═══ Document

I made a tongue-in-cheek comment about repairing the retirement nest or learning to cook dinner for the working spouse and some of you should, but the time spent before they join you in retirement is also a financial windfall or, in some case, a missed opportunity.

A couple of things make this a significant opportunity that may be too good to pass up and, in the process, give you an experience of your financial life ex-work.

Learning to Live on One Income
You may be able to begin to draw on your defined contribution plan and/or Social Security. Try not to. In all likelihood, these monies will continue to grow even if you no longer make a contribution. The lesser tax bracket might also help.

If you do begin to withdraw from your 401(k) or IRA, take no more than 4%. If things remain adequate over the long-term (optimistic returns, such as those given from early 2008 and before are no longer calculable – better to assume for mediocre returns and be pleasantly surprised if they are better than expected), that should give you enough to live on. If not, this is the percentage most suggest that will afford you the opportunity to never run out of retirement money.

══════
═══ Data lines

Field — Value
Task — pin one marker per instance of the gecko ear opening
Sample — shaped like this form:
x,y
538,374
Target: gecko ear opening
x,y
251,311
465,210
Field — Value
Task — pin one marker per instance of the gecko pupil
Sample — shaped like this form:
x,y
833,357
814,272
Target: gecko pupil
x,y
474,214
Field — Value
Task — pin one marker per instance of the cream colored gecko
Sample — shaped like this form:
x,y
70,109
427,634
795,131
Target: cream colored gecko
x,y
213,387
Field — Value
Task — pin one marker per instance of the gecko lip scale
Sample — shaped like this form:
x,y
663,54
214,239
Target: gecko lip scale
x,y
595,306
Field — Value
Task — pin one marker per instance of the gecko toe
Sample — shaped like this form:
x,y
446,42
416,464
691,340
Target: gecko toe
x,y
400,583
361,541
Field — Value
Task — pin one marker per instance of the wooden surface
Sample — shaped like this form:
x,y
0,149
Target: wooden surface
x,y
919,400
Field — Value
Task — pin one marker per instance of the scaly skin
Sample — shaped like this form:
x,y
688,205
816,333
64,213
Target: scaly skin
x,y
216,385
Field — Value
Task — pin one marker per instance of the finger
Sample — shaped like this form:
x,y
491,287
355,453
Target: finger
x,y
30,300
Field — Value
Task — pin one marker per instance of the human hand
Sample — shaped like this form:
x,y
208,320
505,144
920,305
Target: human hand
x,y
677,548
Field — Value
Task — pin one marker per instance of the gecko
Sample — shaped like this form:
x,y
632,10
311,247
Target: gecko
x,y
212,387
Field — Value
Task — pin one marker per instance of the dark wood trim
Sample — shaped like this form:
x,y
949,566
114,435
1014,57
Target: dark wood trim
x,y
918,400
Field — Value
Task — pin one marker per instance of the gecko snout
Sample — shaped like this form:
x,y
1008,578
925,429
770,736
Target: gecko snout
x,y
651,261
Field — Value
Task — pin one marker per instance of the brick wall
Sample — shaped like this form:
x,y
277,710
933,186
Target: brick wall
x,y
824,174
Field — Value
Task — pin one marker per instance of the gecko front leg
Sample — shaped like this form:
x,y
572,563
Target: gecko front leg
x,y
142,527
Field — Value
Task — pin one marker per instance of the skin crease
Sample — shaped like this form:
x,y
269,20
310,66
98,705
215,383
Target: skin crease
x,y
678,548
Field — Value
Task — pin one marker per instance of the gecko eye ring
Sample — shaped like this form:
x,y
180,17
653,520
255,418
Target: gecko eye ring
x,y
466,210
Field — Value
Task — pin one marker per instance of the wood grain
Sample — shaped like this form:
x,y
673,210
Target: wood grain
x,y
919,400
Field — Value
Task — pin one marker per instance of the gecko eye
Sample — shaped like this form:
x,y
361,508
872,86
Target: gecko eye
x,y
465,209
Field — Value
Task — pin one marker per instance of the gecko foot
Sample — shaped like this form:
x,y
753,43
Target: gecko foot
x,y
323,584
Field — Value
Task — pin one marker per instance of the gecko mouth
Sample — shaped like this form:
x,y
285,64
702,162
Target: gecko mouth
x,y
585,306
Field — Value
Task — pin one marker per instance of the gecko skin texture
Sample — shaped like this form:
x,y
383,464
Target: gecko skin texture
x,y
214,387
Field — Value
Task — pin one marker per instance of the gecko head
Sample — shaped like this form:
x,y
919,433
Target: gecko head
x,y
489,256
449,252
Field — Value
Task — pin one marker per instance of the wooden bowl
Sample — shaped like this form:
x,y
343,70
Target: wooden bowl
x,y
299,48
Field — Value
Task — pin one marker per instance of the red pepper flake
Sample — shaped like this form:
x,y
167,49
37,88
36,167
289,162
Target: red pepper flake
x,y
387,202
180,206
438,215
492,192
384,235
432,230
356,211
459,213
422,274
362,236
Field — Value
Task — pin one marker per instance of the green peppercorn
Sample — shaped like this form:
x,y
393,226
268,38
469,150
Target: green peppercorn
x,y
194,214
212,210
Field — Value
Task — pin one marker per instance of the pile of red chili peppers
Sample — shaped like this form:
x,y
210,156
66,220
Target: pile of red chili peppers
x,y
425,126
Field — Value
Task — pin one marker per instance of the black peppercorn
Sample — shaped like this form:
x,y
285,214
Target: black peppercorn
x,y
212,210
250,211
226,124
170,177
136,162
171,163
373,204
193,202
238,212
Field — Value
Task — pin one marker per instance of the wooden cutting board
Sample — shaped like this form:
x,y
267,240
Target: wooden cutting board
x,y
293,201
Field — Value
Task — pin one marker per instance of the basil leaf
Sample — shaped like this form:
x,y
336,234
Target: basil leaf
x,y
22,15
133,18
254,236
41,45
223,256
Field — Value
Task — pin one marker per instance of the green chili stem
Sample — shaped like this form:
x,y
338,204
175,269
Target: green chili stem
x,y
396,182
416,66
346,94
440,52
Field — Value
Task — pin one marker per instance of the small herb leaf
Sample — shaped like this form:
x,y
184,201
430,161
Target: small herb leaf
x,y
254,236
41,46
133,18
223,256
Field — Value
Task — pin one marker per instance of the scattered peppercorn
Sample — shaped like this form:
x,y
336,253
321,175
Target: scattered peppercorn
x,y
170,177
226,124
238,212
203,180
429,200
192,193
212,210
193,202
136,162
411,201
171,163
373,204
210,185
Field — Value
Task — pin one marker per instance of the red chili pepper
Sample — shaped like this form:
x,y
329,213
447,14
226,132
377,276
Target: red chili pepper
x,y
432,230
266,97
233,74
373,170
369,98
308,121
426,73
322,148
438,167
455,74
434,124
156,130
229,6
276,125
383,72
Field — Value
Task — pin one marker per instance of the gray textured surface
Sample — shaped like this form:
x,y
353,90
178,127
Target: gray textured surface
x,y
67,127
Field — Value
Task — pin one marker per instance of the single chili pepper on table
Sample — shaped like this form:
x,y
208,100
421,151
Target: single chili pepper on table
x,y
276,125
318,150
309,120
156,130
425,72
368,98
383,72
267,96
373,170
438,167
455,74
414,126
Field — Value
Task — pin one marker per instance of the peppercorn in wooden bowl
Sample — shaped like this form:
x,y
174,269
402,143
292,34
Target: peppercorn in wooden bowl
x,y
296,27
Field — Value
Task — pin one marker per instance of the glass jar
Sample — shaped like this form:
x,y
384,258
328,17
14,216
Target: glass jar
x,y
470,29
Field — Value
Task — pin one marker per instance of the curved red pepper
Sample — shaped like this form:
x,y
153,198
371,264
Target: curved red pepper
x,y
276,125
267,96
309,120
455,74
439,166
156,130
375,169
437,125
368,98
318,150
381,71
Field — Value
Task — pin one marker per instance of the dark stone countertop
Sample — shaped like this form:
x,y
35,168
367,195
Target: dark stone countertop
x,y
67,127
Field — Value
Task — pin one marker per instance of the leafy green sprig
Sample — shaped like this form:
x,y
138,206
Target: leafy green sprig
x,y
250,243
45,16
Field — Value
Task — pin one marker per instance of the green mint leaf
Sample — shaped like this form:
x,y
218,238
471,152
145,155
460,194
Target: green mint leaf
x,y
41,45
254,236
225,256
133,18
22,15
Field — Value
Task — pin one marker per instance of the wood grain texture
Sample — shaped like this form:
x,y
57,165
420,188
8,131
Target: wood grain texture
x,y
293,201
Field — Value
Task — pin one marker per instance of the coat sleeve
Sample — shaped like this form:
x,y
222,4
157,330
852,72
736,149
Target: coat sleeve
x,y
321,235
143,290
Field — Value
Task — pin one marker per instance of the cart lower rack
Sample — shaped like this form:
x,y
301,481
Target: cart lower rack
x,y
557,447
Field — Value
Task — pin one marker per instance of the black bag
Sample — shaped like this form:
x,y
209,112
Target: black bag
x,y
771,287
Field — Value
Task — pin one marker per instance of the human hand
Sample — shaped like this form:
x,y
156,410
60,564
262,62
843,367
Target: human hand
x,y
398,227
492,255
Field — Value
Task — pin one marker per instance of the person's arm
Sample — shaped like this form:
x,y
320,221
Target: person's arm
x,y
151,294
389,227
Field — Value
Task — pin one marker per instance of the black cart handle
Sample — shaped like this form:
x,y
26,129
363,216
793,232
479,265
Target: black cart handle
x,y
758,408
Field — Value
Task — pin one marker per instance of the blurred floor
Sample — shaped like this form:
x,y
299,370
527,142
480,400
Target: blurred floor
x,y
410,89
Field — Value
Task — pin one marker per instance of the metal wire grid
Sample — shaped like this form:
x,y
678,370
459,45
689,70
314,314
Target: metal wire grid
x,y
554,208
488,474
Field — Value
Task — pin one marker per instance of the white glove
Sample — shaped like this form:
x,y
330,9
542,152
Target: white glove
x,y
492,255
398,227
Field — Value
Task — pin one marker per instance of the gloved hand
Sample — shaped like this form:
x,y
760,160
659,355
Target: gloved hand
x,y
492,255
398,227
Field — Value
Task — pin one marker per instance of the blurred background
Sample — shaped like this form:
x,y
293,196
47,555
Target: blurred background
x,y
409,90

══════
═══ Data lines

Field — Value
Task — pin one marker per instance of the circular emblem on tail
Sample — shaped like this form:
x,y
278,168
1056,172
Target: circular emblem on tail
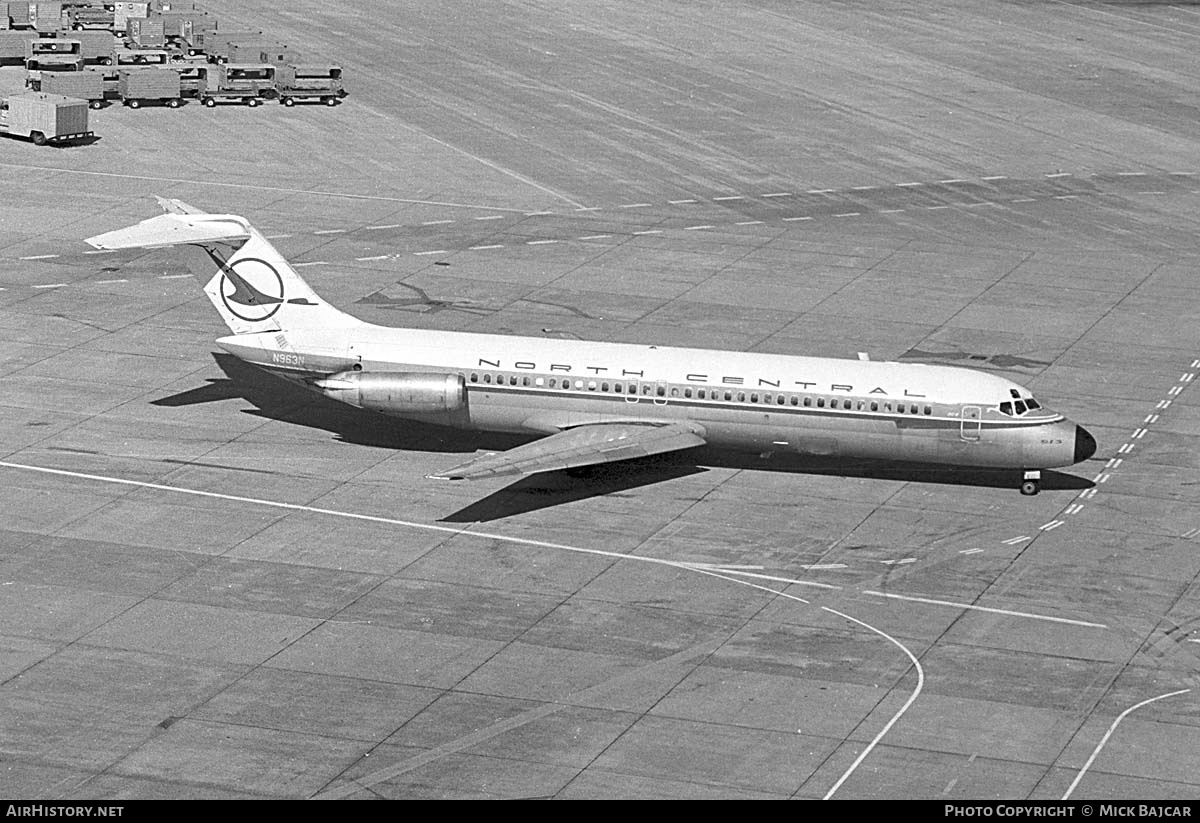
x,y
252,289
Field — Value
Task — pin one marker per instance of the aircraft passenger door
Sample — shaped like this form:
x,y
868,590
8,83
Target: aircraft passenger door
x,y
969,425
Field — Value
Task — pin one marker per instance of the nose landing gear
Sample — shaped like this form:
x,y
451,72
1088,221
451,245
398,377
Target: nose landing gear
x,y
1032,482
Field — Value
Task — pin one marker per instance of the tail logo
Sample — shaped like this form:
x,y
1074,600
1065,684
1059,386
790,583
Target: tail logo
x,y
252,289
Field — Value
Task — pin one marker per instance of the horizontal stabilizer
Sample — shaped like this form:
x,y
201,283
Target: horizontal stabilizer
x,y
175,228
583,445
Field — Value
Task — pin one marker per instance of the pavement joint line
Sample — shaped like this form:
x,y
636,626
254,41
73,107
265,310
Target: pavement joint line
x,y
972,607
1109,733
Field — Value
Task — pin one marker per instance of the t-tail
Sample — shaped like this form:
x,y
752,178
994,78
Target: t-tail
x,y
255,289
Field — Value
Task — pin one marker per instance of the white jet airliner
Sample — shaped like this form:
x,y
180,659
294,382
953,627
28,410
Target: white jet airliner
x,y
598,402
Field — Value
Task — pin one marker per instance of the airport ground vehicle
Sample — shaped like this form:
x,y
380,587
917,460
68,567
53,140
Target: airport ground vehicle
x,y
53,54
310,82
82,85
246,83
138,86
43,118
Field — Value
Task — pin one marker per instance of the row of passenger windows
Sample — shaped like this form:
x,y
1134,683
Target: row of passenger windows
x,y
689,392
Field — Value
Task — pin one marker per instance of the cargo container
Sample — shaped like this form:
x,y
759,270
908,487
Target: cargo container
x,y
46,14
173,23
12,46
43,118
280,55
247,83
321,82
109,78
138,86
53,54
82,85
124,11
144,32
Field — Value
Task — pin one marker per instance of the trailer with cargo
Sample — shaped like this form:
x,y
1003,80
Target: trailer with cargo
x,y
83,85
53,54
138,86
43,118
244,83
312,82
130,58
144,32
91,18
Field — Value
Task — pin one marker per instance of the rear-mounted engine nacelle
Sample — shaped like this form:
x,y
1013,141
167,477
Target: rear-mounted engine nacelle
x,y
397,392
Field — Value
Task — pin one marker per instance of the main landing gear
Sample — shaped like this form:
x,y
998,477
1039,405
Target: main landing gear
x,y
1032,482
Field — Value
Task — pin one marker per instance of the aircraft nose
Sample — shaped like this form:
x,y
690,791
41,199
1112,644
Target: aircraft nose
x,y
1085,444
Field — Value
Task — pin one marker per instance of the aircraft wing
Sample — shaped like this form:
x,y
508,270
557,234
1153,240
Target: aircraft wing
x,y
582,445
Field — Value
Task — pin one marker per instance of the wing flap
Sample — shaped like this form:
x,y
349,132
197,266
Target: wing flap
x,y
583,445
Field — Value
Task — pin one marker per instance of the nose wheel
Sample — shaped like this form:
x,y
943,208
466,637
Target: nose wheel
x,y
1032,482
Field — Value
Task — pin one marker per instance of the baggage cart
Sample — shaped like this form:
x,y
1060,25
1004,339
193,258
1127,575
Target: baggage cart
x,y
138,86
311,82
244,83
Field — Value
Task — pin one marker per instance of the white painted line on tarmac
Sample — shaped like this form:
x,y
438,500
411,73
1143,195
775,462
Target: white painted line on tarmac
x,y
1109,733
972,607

══════
═══ Data lines

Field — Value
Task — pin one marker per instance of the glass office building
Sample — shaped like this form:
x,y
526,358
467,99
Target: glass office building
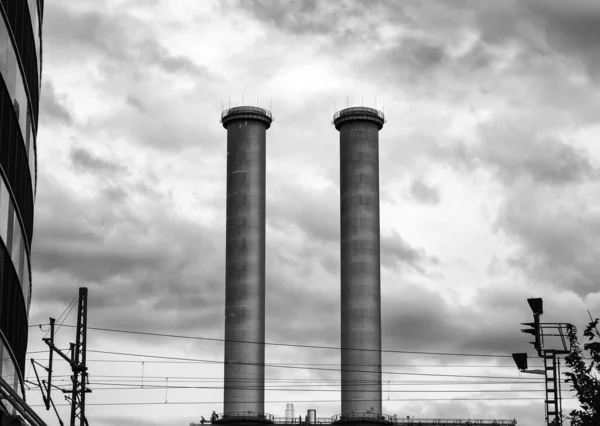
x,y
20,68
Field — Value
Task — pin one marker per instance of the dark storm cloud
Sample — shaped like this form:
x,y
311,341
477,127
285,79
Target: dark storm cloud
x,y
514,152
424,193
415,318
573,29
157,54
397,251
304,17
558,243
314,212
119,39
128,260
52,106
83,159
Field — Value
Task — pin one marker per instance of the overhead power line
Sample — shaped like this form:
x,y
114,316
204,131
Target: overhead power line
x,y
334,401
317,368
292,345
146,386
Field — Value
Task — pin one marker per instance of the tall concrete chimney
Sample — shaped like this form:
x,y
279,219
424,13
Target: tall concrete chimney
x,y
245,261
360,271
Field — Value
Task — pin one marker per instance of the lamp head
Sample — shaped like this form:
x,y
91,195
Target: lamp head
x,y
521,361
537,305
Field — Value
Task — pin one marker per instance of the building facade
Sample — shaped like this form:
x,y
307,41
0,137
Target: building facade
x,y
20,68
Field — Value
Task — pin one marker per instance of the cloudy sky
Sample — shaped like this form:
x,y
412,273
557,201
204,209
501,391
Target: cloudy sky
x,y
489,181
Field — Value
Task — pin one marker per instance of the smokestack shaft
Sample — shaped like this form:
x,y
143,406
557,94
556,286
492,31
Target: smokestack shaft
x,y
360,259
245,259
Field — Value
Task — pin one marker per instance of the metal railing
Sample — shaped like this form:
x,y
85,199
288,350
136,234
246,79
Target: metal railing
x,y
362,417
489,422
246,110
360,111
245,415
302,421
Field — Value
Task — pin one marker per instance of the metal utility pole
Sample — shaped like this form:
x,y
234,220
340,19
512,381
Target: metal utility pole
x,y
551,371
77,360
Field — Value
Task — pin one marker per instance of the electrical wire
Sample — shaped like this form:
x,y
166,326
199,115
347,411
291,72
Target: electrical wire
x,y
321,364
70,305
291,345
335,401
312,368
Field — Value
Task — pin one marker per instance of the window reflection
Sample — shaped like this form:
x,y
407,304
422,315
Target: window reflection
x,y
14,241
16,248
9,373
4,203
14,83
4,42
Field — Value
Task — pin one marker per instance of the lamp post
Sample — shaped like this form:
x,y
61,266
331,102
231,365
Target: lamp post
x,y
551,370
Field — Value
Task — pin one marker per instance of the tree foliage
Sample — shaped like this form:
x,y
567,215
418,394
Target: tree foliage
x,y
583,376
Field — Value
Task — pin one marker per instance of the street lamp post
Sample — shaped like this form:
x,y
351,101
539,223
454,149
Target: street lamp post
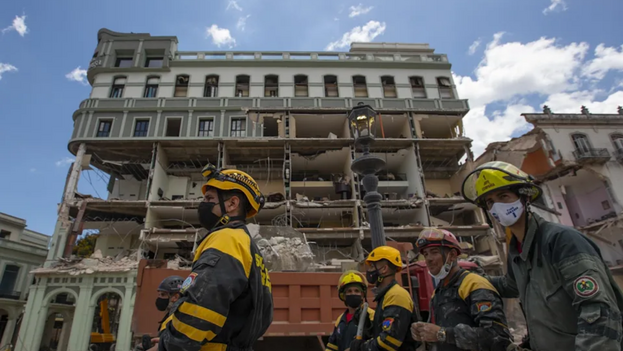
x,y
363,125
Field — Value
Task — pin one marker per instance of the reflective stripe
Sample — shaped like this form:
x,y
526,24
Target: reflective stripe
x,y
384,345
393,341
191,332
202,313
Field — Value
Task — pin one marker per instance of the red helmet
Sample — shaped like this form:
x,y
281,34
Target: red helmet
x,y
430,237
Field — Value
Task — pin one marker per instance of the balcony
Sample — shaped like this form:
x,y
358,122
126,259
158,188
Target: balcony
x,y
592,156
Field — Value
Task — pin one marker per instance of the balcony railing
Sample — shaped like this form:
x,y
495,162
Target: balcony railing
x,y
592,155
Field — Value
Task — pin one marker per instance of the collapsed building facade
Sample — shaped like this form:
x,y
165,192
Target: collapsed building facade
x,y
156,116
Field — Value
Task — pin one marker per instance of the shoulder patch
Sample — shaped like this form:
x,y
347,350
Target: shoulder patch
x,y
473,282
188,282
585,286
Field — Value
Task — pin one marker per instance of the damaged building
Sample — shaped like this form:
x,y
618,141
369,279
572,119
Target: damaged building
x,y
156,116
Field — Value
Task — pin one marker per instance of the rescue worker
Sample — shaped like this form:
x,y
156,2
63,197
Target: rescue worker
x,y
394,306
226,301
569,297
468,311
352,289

══════

- [What you need to do]
A – According to the retirement-income text, what is the largest share you should take if you start withdrawing from a 401(k) or IRA?
B – Carry on writing the retirement-income text, starting right after its last sentence.

- [Answers]
A – No more than 4%.

B –
Take your Social Security withdraw and save it. Find an interest bearing account and live off the interest. When you are eligible for the full benefit, pay it all back (there is paperwork) and you can get the full benefit – and you received some income from the cash over the course of six or seven years.

Pensions offer a provision that allows you to provide for your spouse (usually half of the full benefit) after you die. But if you can see that this would be not worth doing (your spouse is continuing to work and invest in her retirement plan, the house is more or less paid for, your health is good and you plan on doing some work), take the full amount and save a third of it for your spouse. It gives you good money that you can invest instead of your pension.

Before retiring, you should consider which of you has the better health coverage and which of you is willing to keep on working to get it.